Downloading 11785-hw1p2-f23.zip to /content
 99% 3.96G/3.99G [00:21<00:00, 258MB/s]
100% 3.99G/3.99G [00:21<00:00, 201MB/s]


# Dataset

This section covers the dataset/dataloader class for speech data.

In [None]:
# Dataset class to load train and validation data

class AudioDataset(torch.utils.data.Dataset):

    def __init__(self, root, phonemes = PHONEMES, context=0, partition= "train-clean-100"): # Feel free to add more arguments

        self.context    = context
        self.phonemes   = phonemes

        self.mfcc_dir       = os.path.join(root, partition,"mfcc")

        self.transcript_dir = os.path.join(root, partition, "transcript")

        mfcc_names          = os.listdir(self.mfcc_dir)

        transcript_names    = os.listdir(self.transcript_dir)

        # Making sure that we have the same no. of mfcc and transcripts
        assert len(mfcc_names) == len(transcript_names)

        # if len(mfcc_names) > 20000:
        #   mfcc_names = mfcc_names[:15000]
        #   transcript_names = transcript_names[:15000]
        # the above code is to limit the training data for a faster run while testing code

        self.mfccs, self.transcripts = [], []

        # TODO: Iterate through mfccs and transcripts
        for i in range(len(mfcc_names)):
        #   Load a single mfcc
            mfcc = np.load(os.path.join(self.mfcc_dir, mfcc_names[i]), allow_pickle=True)

━━━━━━━━━━━━━━━━━━━━

Problem statement ->
Decide whether each statement below agrees with the dataset code excerpt above, and answer yes or no for each, quoting the words of the excerpt that decide it. 1. The download reached 100% at a rate of 201MB/s. 2. The class checks that the number of mfcc files equals the number of transcript files. 3. The commented-out lines limit the data to 20000 files.

━━━━━━━━━━━━━━━━━━━━

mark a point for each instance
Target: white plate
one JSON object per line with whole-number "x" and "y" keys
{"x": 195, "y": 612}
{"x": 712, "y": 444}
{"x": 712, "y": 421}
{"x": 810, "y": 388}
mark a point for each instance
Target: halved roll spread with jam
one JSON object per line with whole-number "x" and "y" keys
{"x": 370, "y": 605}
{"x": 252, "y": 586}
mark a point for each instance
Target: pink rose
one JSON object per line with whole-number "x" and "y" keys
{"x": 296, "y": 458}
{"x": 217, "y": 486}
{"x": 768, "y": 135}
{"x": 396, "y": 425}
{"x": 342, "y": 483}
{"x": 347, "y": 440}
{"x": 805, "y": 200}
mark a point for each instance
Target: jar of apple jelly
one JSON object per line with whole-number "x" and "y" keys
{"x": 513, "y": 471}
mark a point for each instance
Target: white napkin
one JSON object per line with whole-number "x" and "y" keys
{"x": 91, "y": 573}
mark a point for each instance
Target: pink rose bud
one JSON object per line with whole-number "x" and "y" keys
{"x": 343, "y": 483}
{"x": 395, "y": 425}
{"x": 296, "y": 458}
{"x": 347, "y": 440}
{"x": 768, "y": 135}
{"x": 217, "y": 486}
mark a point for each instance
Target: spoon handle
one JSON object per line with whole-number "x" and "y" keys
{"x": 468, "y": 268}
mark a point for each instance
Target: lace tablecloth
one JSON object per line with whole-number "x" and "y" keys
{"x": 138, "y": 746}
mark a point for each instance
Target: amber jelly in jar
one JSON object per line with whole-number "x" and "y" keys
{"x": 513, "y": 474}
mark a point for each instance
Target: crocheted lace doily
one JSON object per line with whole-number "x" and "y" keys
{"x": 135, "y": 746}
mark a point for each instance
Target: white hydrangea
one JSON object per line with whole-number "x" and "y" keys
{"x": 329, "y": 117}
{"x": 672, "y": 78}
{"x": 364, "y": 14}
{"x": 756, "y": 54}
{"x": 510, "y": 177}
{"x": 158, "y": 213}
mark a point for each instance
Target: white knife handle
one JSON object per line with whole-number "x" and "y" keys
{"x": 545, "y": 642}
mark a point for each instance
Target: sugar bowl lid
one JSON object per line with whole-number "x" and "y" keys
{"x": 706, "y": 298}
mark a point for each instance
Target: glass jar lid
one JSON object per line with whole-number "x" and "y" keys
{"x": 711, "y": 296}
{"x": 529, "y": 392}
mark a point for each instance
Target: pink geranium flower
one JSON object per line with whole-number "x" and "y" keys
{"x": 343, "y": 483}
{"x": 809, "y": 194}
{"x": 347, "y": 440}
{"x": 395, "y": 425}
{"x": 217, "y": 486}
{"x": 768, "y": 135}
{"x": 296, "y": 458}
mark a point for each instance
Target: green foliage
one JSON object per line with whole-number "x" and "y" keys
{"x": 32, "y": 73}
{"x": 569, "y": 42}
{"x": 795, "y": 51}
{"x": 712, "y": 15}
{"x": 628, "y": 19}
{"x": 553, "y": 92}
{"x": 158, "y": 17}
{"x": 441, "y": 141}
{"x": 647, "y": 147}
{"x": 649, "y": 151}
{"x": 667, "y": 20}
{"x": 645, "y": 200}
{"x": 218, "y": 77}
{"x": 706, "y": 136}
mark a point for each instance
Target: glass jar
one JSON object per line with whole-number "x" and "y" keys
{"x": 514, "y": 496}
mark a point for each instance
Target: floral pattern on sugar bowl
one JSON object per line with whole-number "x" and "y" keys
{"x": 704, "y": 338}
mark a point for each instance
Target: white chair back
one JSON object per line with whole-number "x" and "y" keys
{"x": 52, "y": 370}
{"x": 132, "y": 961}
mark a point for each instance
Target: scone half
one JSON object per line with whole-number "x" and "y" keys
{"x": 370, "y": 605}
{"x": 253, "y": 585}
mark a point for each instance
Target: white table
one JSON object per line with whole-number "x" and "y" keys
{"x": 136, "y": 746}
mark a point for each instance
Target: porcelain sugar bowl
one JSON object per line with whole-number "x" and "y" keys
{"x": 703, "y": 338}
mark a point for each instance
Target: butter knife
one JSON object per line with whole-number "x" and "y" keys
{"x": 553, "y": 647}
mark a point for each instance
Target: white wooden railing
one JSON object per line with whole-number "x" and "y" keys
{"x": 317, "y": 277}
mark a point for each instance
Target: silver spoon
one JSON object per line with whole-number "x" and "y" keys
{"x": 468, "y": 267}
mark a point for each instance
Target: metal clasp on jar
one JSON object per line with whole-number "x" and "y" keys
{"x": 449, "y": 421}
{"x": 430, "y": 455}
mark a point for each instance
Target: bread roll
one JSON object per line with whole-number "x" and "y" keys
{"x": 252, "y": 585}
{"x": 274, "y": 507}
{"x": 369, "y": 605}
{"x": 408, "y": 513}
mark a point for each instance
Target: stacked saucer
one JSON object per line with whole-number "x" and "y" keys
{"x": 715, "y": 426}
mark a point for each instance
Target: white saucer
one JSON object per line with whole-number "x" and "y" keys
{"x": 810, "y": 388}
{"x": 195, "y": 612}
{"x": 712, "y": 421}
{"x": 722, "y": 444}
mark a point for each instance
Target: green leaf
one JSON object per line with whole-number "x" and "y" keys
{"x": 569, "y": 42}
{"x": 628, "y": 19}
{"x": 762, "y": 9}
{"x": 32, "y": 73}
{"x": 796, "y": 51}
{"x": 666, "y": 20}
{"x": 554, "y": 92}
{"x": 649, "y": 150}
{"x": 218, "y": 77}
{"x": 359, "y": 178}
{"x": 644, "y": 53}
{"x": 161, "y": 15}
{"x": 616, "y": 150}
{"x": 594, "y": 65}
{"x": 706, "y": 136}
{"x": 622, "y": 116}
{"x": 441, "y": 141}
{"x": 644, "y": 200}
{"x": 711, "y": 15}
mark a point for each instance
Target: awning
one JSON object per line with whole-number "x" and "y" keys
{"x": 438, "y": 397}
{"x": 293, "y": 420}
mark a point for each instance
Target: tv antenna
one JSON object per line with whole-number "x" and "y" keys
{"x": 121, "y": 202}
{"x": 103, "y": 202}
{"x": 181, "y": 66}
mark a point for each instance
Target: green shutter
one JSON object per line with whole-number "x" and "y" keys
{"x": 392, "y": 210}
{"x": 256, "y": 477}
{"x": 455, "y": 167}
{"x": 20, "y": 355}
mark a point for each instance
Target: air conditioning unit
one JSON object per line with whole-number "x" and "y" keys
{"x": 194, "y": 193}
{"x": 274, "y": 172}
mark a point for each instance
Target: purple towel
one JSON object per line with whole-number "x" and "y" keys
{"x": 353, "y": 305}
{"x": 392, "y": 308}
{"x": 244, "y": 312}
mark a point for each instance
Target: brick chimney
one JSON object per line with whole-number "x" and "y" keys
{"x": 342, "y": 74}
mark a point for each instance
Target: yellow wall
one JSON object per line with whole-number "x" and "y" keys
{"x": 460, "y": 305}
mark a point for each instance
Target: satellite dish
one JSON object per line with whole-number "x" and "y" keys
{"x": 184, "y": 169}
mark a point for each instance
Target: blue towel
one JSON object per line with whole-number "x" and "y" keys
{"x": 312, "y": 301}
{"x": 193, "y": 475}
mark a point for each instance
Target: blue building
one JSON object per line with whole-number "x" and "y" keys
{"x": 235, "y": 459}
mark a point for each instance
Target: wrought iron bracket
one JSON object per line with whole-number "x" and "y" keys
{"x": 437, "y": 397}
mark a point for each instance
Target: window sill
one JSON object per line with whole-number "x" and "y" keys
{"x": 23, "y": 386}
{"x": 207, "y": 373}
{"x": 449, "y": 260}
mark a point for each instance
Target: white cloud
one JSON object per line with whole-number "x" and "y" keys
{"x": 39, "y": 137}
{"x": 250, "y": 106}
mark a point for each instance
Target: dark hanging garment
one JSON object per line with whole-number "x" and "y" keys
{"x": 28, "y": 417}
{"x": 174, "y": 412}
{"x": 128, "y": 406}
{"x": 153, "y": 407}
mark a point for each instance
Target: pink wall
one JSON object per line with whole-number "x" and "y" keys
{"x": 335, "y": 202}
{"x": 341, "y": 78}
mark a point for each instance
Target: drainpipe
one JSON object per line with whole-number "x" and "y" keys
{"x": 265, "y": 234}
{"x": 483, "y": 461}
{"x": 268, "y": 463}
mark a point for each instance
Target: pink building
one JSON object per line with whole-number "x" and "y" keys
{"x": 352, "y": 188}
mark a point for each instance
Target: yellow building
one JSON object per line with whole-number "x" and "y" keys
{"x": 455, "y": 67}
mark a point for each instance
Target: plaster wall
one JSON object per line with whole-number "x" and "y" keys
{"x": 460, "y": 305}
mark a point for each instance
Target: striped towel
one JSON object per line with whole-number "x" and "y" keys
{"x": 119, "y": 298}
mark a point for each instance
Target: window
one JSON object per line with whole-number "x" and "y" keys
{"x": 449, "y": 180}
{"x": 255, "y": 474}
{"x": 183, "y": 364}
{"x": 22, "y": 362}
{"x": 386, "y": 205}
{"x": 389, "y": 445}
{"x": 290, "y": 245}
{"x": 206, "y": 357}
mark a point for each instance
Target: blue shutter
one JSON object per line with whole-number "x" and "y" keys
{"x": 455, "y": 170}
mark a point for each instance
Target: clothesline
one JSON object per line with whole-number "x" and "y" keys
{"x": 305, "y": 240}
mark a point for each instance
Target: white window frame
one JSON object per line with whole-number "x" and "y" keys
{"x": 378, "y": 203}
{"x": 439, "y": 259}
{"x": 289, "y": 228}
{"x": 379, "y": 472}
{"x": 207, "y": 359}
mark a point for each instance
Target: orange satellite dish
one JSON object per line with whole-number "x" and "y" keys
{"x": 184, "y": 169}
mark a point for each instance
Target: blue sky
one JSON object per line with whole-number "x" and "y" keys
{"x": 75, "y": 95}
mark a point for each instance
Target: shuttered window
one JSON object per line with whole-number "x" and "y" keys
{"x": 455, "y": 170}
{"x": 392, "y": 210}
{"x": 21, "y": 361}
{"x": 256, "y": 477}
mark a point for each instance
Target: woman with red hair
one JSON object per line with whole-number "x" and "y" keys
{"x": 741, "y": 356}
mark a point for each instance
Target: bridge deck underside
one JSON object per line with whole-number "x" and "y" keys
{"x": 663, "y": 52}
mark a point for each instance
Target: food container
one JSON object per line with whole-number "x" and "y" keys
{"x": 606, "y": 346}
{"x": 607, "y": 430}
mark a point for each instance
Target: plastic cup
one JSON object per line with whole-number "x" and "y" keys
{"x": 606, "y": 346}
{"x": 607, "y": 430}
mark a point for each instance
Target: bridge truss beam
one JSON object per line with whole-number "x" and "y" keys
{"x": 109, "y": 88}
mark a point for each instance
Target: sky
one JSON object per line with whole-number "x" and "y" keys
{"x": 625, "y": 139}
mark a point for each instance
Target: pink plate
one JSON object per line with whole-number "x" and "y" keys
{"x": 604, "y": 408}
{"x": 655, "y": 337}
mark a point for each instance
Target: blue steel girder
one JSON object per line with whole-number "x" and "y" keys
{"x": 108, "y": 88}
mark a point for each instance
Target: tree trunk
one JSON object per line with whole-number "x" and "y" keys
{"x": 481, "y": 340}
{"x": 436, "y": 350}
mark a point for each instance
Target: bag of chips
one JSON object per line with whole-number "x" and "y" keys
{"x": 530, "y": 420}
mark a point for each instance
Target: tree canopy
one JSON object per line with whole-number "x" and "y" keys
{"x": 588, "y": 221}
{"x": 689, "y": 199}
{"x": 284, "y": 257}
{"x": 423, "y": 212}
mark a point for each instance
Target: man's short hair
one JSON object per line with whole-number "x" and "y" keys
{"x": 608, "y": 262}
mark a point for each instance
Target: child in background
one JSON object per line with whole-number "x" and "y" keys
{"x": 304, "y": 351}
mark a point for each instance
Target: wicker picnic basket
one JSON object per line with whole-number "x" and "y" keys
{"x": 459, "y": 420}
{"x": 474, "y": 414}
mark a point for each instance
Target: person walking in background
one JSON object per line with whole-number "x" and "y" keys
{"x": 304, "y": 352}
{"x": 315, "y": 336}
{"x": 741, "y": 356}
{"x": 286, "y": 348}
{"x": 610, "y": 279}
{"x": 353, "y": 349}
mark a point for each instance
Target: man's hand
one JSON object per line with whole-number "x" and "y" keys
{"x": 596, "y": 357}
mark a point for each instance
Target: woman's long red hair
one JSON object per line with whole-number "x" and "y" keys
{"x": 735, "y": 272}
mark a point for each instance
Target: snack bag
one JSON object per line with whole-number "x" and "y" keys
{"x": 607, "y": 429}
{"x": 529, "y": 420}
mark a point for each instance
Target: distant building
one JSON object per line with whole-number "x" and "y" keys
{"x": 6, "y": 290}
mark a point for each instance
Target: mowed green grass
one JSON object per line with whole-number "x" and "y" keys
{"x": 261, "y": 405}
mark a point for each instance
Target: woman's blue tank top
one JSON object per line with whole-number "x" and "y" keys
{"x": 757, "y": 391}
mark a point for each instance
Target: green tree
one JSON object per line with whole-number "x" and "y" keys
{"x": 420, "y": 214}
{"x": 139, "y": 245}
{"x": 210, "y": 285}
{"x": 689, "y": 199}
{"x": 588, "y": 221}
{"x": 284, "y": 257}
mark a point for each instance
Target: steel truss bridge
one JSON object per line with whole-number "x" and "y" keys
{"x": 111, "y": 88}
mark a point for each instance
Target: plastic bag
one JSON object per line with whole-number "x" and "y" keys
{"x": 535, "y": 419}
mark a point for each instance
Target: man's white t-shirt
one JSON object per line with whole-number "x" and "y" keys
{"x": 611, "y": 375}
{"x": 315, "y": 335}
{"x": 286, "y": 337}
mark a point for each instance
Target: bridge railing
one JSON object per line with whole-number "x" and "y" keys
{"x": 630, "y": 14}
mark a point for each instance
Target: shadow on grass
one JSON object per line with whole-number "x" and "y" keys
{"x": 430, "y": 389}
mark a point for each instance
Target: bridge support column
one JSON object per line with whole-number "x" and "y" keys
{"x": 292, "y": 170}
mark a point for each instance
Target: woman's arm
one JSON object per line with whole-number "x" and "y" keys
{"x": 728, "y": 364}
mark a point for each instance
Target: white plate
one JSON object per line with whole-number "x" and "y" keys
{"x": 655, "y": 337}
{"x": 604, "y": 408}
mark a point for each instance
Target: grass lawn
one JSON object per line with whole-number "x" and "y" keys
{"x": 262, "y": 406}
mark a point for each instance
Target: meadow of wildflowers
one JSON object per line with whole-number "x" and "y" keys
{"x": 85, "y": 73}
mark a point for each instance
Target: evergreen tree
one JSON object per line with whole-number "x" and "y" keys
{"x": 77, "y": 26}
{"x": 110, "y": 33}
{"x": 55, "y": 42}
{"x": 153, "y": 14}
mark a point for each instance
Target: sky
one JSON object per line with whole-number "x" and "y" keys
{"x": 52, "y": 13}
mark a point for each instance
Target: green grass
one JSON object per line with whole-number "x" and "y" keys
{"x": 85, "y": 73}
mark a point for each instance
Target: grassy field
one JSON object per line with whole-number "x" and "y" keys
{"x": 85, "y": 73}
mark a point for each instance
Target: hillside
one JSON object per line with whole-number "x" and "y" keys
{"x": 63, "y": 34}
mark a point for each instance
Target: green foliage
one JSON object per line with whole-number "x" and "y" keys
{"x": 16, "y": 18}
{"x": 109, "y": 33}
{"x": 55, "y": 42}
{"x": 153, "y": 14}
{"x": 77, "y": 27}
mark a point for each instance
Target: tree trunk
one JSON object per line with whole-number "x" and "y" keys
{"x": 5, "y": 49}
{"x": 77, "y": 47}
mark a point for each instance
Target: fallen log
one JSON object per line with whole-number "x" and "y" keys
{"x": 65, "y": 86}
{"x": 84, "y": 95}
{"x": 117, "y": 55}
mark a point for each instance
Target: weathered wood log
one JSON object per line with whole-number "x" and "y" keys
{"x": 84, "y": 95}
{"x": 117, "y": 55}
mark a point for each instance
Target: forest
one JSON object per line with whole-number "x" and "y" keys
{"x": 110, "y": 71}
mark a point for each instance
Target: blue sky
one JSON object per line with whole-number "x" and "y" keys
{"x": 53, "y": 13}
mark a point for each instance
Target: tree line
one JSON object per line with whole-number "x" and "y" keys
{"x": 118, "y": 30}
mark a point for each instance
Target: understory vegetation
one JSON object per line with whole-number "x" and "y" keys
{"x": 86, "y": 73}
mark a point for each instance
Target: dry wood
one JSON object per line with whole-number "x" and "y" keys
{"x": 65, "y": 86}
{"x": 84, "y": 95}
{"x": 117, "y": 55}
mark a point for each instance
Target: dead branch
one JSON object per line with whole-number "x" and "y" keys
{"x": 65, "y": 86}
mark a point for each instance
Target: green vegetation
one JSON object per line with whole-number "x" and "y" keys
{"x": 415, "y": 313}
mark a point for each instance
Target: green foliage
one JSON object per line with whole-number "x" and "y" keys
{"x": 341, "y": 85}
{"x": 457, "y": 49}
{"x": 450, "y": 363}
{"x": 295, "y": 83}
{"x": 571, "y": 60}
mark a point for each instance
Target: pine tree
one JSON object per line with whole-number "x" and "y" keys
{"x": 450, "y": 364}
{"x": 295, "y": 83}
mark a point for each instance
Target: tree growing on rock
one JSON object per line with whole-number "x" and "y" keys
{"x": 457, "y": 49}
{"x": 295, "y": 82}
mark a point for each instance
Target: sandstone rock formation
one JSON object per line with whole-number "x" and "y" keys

━━━━━━━━━━━━━━━━━━━━

Output below ->
1. Yes: "100% 3.99G/3.99G [00:21<00:00, 201MB/s]"
2. Yes: "assert len(mfcc_names) == len(transcript_names)"
3. No: "mfcc_names = mfcc_names[:15000]"